Stored items:
◇ ◇ ◇ ◇ ◇
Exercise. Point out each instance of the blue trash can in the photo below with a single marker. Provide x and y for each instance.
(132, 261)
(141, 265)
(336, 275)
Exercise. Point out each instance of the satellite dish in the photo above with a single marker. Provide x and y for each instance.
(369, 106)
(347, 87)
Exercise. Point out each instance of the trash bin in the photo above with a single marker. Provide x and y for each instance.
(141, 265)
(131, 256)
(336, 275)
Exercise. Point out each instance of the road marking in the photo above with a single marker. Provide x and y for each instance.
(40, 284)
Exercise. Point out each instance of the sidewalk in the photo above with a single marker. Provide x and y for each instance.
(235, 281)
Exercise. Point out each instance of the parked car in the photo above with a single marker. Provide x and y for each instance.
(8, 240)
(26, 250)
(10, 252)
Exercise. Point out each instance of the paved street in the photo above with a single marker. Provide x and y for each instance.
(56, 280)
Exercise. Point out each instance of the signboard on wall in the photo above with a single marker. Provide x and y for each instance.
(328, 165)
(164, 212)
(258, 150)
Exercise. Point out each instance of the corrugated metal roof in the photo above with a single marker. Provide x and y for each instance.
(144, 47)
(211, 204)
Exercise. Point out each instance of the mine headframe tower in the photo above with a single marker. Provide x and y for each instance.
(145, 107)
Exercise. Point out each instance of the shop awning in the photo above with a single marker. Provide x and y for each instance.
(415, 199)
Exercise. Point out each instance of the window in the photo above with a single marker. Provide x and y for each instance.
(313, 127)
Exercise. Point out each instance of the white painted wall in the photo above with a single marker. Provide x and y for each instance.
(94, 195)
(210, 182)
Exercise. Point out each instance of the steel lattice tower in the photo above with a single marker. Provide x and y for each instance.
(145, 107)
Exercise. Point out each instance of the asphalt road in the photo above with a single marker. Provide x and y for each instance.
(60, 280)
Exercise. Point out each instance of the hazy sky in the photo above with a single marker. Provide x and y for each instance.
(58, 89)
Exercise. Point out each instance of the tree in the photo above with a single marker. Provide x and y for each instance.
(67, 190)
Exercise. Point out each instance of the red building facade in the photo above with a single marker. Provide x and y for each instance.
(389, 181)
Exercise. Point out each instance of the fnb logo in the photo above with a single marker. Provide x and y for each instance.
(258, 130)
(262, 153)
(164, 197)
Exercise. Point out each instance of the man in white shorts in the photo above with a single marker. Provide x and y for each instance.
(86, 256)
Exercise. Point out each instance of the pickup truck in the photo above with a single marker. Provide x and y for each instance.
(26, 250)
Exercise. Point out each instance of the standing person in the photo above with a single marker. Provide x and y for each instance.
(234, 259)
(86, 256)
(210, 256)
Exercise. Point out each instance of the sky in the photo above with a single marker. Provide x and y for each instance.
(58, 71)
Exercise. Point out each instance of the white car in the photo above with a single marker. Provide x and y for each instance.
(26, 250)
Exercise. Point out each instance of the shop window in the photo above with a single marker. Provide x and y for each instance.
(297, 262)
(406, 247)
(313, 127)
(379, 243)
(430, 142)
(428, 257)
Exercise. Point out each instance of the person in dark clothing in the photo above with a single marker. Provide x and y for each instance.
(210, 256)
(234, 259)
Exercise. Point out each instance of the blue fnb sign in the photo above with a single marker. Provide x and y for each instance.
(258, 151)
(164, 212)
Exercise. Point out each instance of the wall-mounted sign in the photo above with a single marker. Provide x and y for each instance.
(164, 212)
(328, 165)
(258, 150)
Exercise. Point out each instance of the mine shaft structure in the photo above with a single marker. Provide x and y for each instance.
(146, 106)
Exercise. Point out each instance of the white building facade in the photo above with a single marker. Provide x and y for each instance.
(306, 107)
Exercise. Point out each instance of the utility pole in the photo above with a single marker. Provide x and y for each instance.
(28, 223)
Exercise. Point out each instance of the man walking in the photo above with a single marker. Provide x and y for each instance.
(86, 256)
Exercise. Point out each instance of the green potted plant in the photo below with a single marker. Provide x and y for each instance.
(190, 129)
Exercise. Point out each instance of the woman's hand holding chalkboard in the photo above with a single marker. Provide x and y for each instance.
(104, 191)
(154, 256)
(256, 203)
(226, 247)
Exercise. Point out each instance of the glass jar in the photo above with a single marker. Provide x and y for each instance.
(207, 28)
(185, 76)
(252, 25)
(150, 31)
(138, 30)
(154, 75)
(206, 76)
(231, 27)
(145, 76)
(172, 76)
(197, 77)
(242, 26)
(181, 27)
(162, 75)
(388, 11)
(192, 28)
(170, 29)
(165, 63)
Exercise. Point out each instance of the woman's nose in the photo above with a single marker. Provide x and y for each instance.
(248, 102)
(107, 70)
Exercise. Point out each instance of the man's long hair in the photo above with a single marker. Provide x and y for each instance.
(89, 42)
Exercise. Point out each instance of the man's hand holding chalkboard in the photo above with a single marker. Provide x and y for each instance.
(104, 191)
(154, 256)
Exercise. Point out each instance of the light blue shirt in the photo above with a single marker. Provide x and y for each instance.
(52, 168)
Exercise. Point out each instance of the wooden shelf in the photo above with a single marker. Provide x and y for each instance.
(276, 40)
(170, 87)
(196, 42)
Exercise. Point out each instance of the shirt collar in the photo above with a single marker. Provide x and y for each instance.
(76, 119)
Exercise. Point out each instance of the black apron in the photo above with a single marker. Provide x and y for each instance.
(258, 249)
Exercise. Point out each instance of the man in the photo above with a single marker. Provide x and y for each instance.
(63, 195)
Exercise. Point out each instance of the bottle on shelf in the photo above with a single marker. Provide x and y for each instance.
◇ ◇ ◇ ◇ ◇
Exercise instructions: Reproduce the records above exactly as they appear.

Result:
Exercise. Point out each instance of the blue trash can in the photo below with a single marker. Provide x and y for each instance.
(132, 261)
(141, 265)
(336, 275)
Exercise. Point out each instance of the satellite dish in the photo above with a single marker. Provide x and y for each instance.
(369, 106)
(347, 87)
Exercise. Point out each instance of the trash bin in the photo above with a single marker. Provide x and y for each instance.
(141, 265)
(131, 256)
(336, 275)
Exercise. Point out each instance of the road marking in the photo above with a single marker. Provide x and y for each instance.
(40, 284)
Exercise. Point out each instance of the sidewalk in the photo above with a single marker. Provide x and y for each instance.
(235, 281)
Exercise. Point out each instance of the parked car in the photo above with a single marker. Provide x and y for each instance.
(8, 240)
(26, 250)
(10, 252)
Exercise. Point out each instance of the paved street in the photo above with a single marker. Provide x and y for each instance.
(56, 280)
Exercise. Point out each instance of the signboard on wall in the photo above with a single marker. Provide x and y for each instance.
(328, 165)
(164, 212)
(258, 150)
Exercise. Point out each instance of the corrugated metal roof in the photo above with a single marker. Provide x and y for each instance.
(144, 47)
(211, 204)
Exercise. Point out each instance of the mine headframe tower in the photo above with a single marker. Provide x and y for each instance.
(145, 107)
Exercise. Point out each instance of the shop awning in the photo above with a single marker. Provide x and y for each instance.
(415, 199)
Exercise. Point out each instance of the window in the photo above with a single marker. Provide x and y for each instance.
(313, 127)
Exercise. Point out each instance of the white painted wall in the photo above with a single marker. Provide x and y for each instance.
(94, 195)
(210, 182)
Exercise. Point out each instance of the steel lattice tower in the photo above with a single marker. Provide x and y for each instance.
(145, 107)
Exercise. Point out each instance of the asphalt road in the photo above with a single marker. Provide x and y for each instance.
(60, 280)
Exercise. Point out each instance of the hazy sky in the photo above with a single marker. Provide x and y for each instance.
(58, 89)
Exercise. Point out each instance of the tree in the photo above with a single marker. Provide x and y for each instance.
(67, 190)
Exercise. Point out each instance of the red building facade in the photo above with a single marker. Provide x and y for each instance.
(389, 181)
Exercise. Point out each instance of the fnb logo in the photo above with a single marker. Provide x and y for each instance.
(258, 130)
(262, 153)
(164, 197)
Exercise. Point out each instance of the man in white shorts in the photo above with a single marker. Provide x and y for each instance.
(86, 256)
Exercise. Point out each instance of the pickup truck in the photo above with a single marker. Provide x and y for each instance.
(26, 250)
Exercise. Point out each instance of the standing person in the photo above with a single marker. Provide x and y for each instance.
(234, 259)
(86, 256)
(210, 256)
Exercise. Point out each instance of the sky in the photo above with a single marker. Provide x and y for each instance.
(58, 71)
Exercise. Point out each instance of the white car in the photo above with a single marker. Provide x and y for each instance.
(26, 250)
Exercise. Point out each instance of the shop window in the photo above with a single marker. Provide x and y for each instance.
(297, 262)
(406, 247)
(313, 127)
(379, 243)
(430, 142)
(428, 257)
Exercise. Point out each instance of the person in dark clothing in the photo above with a single marker. Provide x and y for each instance.
(210, 256)
(234, 259)
Exercise. Point out each instance of the blue fnb sign in the photo above with a single marker. Provide x and y for each instance.
(258, 151)
(164, 212)
Exercise. Point out each instance of the wall-mounted sign in the photo above with a single marker. Provide x and y for each instance.
(164, 212)
(328, 165)
(258, 150)
Exercise. Point out each instance of the mine shaft structure in the photo above with a single marker. Provide x and y for each instance.
(146, 106)
Exercise. Point out each instance of the white building facade in the photo above with a single marker. Provide x and y for each instance.
(306, 107)
Exercise. Point out each instance of the utility pole in the photo above with a single marker. Provide x and y for each instance.
(28, 223)
Exercise. Point out each instance of the man walking in the photo above with a single marker. Provide x and y for each instance.
(86, 256)
Exercise. Point out each instance of the green potted plant in the photo below with a single marker. Provide x and y for each instance.
(190, 129)
Exercise. Point out each instance of the woman's hand holding chalkboard in the photo above with a single marker. Provide x and y for each instance.
(104, 191)
(154, 256)
(256, 203)
(226, 247)
Exercise. Point out each instance of the glass jar in the photo above with a single marker. Provide x and y for each instance.
(207, 28)
(185, 76)
(252, 25)
(150, 31)
(138, 30)
(154, 75)
(206, 76)
(231, 27)
(145, 76)
(172, 76)
(197, 77)
(242, 26)
(181, 27)
(162, 75)
(388, 11)
(192, 28)
(170, 29)
(165, 63)
Exercise. Point out each instance of the woman's nose in the photo above with a single marker. Provide x and y for each instance.
(248, 102)
(107, 70)
Exercise. Point out each instance of the man's long hair in the photo above with a single marker. Provide x and y for each instance.
(89, 42)
Exercise. Point out each instance of the man's hand holding chalkboard in the photo above with a single marker. Provide x and y for each instance.
(104, 191)
(154, 256)
Exercise. Point out each instance of the light blue shirt in the photo above with a single marker. Provide x and y for each instance.
(52, 168)
Exercise. Point out each instance of the wooden shelf in the photo above with a single marker. Provide x and y for each instance.
(276, 40)
(170, 87)
(196, 42)
Exercise. Point out each instance of the shirt collar in the photo above with a single marker. Provide x and y for each instance.
(76, 119)
Exercise. Point out each instance of the black apron in the photo above with a single marker. Provide x and y for each instance.
(258, 249)
Exercise. Point out each instance of the man in the photo above with a single marker. Provide x and y for each instance.
(63, 195)
Exercise. Point out each instance of the bottle on shelf in the photo above with a single marker. Provide x and y for each instance.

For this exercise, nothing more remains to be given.